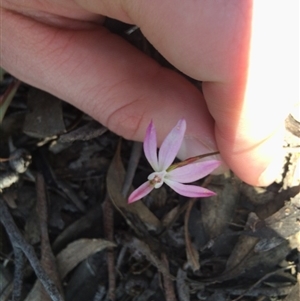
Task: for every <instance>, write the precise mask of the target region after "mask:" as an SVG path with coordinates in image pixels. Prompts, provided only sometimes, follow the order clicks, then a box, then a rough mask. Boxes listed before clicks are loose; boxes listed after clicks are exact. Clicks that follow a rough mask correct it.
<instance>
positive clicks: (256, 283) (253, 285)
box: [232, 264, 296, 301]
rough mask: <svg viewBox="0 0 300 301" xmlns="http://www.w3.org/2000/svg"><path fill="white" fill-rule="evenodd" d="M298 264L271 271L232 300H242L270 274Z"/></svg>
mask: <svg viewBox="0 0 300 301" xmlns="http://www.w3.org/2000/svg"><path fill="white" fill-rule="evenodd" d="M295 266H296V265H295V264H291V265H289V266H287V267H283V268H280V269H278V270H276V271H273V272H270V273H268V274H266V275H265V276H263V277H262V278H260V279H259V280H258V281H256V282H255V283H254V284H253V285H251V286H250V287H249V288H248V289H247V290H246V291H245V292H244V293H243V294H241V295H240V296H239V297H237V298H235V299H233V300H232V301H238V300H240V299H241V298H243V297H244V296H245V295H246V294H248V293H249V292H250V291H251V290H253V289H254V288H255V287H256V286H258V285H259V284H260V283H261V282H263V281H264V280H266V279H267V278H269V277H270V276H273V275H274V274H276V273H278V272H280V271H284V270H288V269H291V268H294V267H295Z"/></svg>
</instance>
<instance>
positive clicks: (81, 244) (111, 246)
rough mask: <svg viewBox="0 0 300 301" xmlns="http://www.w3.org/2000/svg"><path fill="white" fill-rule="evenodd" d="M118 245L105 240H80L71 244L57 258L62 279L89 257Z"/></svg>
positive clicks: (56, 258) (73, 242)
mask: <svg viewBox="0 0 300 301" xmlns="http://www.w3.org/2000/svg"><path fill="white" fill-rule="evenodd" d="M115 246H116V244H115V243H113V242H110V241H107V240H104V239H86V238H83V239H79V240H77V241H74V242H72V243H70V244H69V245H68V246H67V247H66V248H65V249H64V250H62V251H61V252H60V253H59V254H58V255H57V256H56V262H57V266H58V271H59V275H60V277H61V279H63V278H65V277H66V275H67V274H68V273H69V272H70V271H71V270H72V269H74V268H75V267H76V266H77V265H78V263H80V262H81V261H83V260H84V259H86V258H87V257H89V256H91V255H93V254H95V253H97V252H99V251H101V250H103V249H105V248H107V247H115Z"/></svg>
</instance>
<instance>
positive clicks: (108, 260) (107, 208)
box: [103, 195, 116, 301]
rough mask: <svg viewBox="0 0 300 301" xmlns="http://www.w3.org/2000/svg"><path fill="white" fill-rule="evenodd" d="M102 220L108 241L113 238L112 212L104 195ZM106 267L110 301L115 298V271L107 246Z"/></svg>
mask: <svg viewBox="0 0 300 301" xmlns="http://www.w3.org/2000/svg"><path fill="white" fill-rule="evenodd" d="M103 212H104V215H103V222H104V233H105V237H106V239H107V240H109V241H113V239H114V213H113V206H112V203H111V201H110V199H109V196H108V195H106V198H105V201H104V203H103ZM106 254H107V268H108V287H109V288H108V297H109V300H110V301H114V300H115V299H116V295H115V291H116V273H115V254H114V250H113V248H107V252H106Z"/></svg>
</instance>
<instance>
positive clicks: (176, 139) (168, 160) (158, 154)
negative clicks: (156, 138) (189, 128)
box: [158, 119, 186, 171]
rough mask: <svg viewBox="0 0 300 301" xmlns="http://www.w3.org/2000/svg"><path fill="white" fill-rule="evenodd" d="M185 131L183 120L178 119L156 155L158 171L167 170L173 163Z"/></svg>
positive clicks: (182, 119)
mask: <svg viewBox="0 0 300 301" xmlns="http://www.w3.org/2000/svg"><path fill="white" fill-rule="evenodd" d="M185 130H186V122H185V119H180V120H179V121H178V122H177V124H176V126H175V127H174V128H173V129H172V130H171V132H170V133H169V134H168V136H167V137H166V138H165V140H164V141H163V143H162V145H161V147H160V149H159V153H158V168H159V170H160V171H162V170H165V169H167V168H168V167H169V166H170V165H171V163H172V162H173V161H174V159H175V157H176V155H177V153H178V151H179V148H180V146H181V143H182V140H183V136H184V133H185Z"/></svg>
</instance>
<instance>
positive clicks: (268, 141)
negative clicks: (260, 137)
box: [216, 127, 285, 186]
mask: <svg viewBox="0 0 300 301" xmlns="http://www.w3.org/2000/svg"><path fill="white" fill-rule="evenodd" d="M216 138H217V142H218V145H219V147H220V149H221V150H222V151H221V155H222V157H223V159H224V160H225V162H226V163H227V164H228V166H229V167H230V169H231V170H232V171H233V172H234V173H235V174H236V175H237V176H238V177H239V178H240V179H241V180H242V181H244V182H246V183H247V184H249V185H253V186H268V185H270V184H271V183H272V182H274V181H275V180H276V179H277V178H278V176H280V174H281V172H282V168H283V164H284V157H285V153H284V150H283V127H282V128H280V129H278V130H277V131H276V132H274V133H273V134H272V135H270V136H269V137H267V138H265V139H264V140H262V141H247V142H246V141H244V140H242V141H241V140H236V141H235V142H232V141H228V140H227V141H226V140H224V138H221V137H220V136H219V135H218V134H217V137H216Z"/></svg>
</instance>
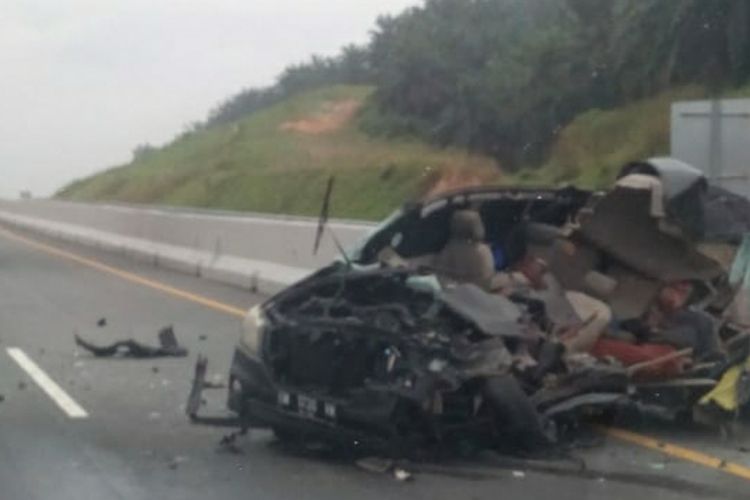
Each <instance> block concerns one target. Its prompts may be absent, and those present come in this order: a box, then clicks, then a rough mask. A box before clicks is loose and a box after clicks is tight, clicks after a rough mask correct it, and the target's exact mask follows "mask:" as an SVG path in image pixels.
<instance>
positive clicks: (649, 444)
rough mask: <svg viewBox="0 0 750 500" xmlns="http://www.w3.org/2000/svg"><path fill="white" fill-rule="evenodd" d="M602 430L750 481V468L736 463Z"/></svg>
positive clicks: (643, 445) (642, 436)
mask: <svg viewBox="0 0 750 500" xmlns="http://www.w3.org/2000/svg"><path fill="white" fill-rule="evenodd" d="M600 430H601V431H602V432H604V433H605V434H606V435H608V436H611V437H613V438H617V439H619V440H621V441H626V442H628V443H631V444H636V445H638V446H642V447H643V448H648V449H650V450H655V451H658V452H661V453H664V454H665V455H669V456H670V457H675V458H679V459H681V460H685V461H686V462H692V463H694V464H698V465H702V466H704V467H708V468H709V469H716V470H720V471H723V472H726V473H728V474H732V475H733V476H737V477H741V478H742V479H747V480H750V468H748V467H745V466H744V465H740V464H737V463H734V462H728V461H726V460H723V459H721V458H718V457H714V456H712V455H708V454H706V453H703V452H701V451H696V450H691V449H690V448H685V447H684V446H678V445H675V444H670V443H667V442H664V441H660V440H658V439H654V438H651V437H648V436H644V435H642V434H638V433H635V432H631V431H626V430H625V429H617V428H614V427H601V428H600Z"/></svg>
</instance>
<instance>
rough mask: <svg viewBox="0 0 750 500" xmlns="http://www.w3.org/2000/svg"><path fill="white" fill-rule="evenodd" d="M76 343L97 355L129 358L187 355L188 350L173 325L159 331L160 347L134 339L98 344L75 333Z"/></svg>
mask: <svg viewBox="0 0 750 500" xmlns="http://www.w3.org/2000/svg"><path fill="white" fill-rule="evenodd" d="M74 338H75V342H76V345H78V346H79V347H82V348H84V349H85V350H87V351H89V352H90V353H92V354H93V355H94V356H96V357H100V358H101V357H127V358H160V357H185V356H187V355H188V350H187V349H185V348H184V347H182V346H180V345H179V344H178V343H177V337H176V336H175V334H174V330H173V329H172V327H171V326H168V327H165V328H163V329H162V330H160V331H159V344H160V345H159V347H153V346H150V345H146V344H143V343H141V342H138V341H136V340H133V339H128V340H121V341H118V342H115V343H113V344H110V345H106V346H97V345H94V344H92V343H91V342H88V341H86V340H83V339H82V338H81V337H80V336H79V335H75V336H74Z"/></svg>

■ **PROBLEM TO WORK ON**
Copy every line of the entries above word for word, leaving out the pictures.

■ **RESULT OF THIS TASK**
Task: for every <instance>, write the precise mask of the target region after "mask:" as an SVG path with coordinates in image pixels. Prompts, provided only sometimes, follow the order clicks, then a box, then a rough mask. Boxes listed before clicks are loose; boxes listed after clicks are exact. Clicks that follow a rough mask correct it.
<instance>
positive clicks: (256, 283) (253, 285)
box: [232, 264, 296, 301]
rough mask: <svg viewBox="0 0 300 301" xmlns="http://www.w3.org/2000/svg"><path fill="white" fill-rule="evenodd" d="M298 264L271 271L232 300H242L270 274Z"/></svg>
mask: <svg viewBox="0 0 300 301" xmlns="http://www.w3.org/2000/svg"><path fill="white" fill-rule="evenodd" d="M295 266H296V265H295V264H291V265H289V266H287V267H283V268H280V269H278V270H276V271H273V272H270V273H268V274H266V275H265V276H263V277H262V278H260V279H259V280H258V281H256V282H255V283H254V284H253V285H251V286H250V287H249V288H248V289H247V290H246V291H245V292H244V293H243V294H241V295H240V296H239V297H237V298H235V299H233V300H232V301H238V300H240V299H241V298H243V297H244V296H245V295H246V294H248V293H249V292H250V291H251V290H253V289H254V288H255V287H256V286H258V285H259V284H260V283H261V282H263V281H264V280H266V279H267V278H269V277H270V276H273V275H274V274H276V273H278V272H280V271H284V270H288V269H291V268H294V267H295Z"/></svg>
</instance>
<instance>
positive clicks: (81, 244) (111, 246)
rough mask: <svg viewBox="0 0 300 301" xmlns="http://www.w3.org/2000/svg"><path fill="white" fill-rule="evenodd" d="M118 245L105 240H80L71 244L57 258L62 279L89 257Z"/></svg>
positive clicks: (56, 258) (73, 242)
mask: <svg viewBox="0 0 300 301" xmlns="http://www.w3.org/2000/svg"><path fill="white" fill-rule="evenodd" d="M115 246H116V244H115V243H113V242H110V241H107V240H104V239H86V238H83V239H79V240H77V241H74V242H72V243H70V244H69V245H68V246H67V247H66V248H65V249H64V250H62V251H61V252H60V253H59V254H58V255H57V256H56V262H57V266H58V271H59V275H60V277H61V279H63V278H65V277H66V275H67V274H68V273H69V272H70V271H71V270H72V269H74V268H75V267H76V266H77V265H78V263H80V262H81V261H83V260H84V259H86V258H87V257H89V256H91V255H93V254H95V253H97V252H99V251H101V250H103V249H105V248H107V247H115Z"/></svg>
</instance>
<instance>
positive clicks: (108, 260) (107, 208)
box: [103, 195, 116, 301]
rough mask: <svg viewBox="0 0 300 301" xmlns="http://www.w3.org/2000/svg"><path fill="white" fill-rule="evenodd" d="M102 220L108 241L113 238L112 212L104 195ZM106 267L110 301L115 298V271L107 246Z"/></svg>
mask: <svg viewBox="0 0 300 301" xmlns="http://www.w3.org/2000/svg"><path fill="white" fill-rule="evenodd" d="M103 212H104V215H103V222H104V233H105V237H106V239H107V240H109V241H113V239H114V213H113V206H112V203H111V201H110V199H109V196H108V195H106V198H105V201H104V203H103ZM106 254H107V268H108V287H109V288H108V297H109V300H110V301H114V300H115V299H116V295H115V291H116V273H115V254H114V250H113V248H107V252H106Z"/></svg>
</instance>
<instance>
positive clicks: (176, 139) (168, 160) (158, 154)
negative clicks: (156, 138) (189, 128)
box: [158, 119, 186, 171]
rough mask: <svg viewBox="0 0 300 301" xmlns="http://www.w3.org/2000/svg"><path fill="white" fill-rule="evenodd" d="M185 131L183 120L178 119L156 155L158 171L167 170L173 163Z"/></svg>
positive clicks: (182, 119)
mask: <svg viewBox="0 0 300 301" xmlns="http://www.w3.org/2000/svg"><path fill="white" fill-rule="evenodd" d="M185 130H186V122H185V119H180V120H179V121H178V122H177V124H176V126H175V127H174V128H173V129H172V130H171V132H170V133H169V134H168V136H167V137H166V138H165V140H164V141H163V143H162V145H161V147H160V149H159V153H158V168H159V170H160V171H162V170H165V169H167V168H168V167H169V166H170V165H171V163H172V162H173V161H174V159H175V157H176V155H177V153H178V151H179V148H180V146H181V143H182V140H183V136H184V133H185Z"/></svg>
</instance>
<instance>
positive clicks: (268, 141)
negative clicks: (260, 137)
box: [216, 127, 285, 186]
mask: <svg viewBox="0 0 300 301" xmlns="http://www.w3.org/2000/svg"><path fill="white" fill-rule="evenodd" d="M216 138H217V142H218V145H219V147H220V149H221V150H222V151H221V155H222V157H223V159H224V160H225V162H226V163H227V164H228V166H229V167H230V169H231V170H232V171H233V172H234V173H235V174H236V175H237V176H238V177H239V178H240V179H241V180H242V181H244V182H246V183H247V184H249V185H253V186H268V185H270V184H271V183H272V182H274V181H275V180H276V179H277V178H278V176H280V174H281V172H282V168H283V164H284V157H285V153H284V150H283V127H282V128H280V129H278V130H277V131H276V132H274V133H273V134H272V135H270V136H269V137H267V138H265V139H264V140H262V141H247V142H246V141H244V140H242V141H241V140H236V141H235V142H232V141H228V140H227V141H226V140H224V138H221V137H220V136H219V135H218V134H217V137H216Z"/></svg>
</instance>
Each <instance> block concerns one target. Its prompts may be absent, and those present come in this order: a box, then clicks, then a rough mask. A box before clicks is loose and a box after clicks is tight, clicks after a rough mask correct it, and the target's exact mask follows "mask:" as an SVG path in image pixels.
<instance>
positive clicks: (649, 444)
rough mask: <svg viewBox="0 0 750 500" xmlns="http://www.w3.org/2000/svg"><path fill="white" fill-rule="evenodd" d="M602 430L750 481V468L736 463Z"/></svg>
positive clicks: (643, 445) (642, 436)
mask: <svg viewBox="0 0 750 500" xmlns="http://www.w3.org/2000/svg"><path fill="white" fill-rule="evenodd" d="M600 430H601V431H602V432H604V433H605V434H606V435H608V436H611V437H613V438H617V439H619V440H621V441H626V442H628V443H631V444H636V445H638V446H642V447H643V448H648V449H650V450H655V451H658V452H661V453H664V454H665V455H669V456H670V457H675V458H679V459H681V460H685V461H686V462H692V463H694V464H698V465H702V466H704V467H708V468H709V469H716V470H720V471H723V472H726V473H728V474H732V475H733V476H737V477H741V478H742V479H747V480H750V468H748V467H745V466H744V465H740V464H737V463H734V462H728V461H726V460H723V459H721V458H718V457H714V456H712V455H708V454H706V453H703V452H701V451H696V450H691V449H690V448H685V447H684V446H678V445H675V444H670V443H667V442H664V441H660V440H658V439H654V438H651V437H648V436H644V435H642V434H638V433H635V432H631V431H626V430H625V429H617V428H614V427H601V428H600Z"/></svg>
</instance>
<instance>
rough mask: <svg viewBox="0 0 750 500" xmlns="http://www.w3.org/2000/svg"><path fill="white" fill-rule="evenodd" d="M76 343L97 355L129 358L187 355L188 350L173 325L159 331L160 347L134 339L98 344L75 333Z"/></svg>
mask: <svg viewBox="0 0 750 500" xmlns="http://www.w3.org/2000/svg"><path fill="white" fill-rule="evenodd" d="M74 338H75V342H76V345H78V346H79V347H82V348H84V349H85V350H87V351H89V352H90V353H92V354H93V355H94V356H96V357H100V358H101V357H127V358H160V357H185V356H187V355H188V350H187V349H185V348H184V347H182V346H180V345H179V344H178V343H177V337H176V336H175V334H174V330H173V329H172V327H171V326H168V327H165V328H163V329H162V330H160V331H159V344H160V345H159V347H153V346H150V345H146V344H143V343H141V342H138V341H136V340H133V339H128V340H121V341H118V342H115V343H113V344H110V345H106V346H97V345H94V344H92V343H91V342H88V341H86V340H83V339H82V338H81V337H80V336H79V335H75V336H74Z"/></svg>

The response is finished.